From the text on the Syrian Football Association, name every organization the association belongs to, with the year it joined each.

+++ Selected excerpt

Syrian Arab Football Association
- Short name: SFA
- Founded: 1936; 90 years ago
- Headquarters: Al-Fayhaa, Damascus, Syria
- FIFA affiliation: 1937
- AFC affiliation: 1970
- WAFF affiliation: 2001 (founding member)
- President: Firas Tiet
- Website: sfa.sy

= Syrian Football Association =

Governing body of association football in Syria

The Syrian Arab Football Association (SFA; الاتحاد العربي السوري لكرة القدم) is the governing body of football in Syria, controlling the Syrian national teams, the Syrian Premier League, and other domestic competitions. The SFA was founded in 1936 and has been a member of FIFA since 1937, the Asian Football Confederation since 1970, and the Sub-confederation regional body West Asian Football Federation since 2001. Syria is also part of the Union of Arab Football Associations and has been a member since 1974. Syria's team is commonly known as Nosour Qasioun (نسور قاسيون).

==Affiliation==
- FIFA (1937)
- AFC (1970)
- Union of Arab Football Associations (1974)
- WAFF (2001)

++++++
+++ Recorded information

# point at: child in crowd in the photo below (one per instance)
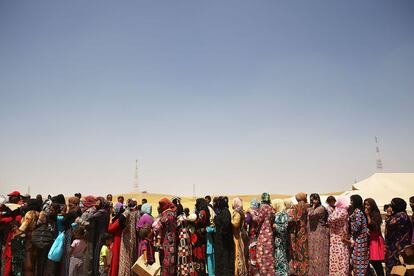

++++++

== Task solution ==
- FIFA (Fédération Internationale de Football Association): 1937
- AFC (Asian Football Confederation): 1970
- Union of Arab Football Associations: 1974
- WAFF (West Asian Football Federation): 2001, as a founding member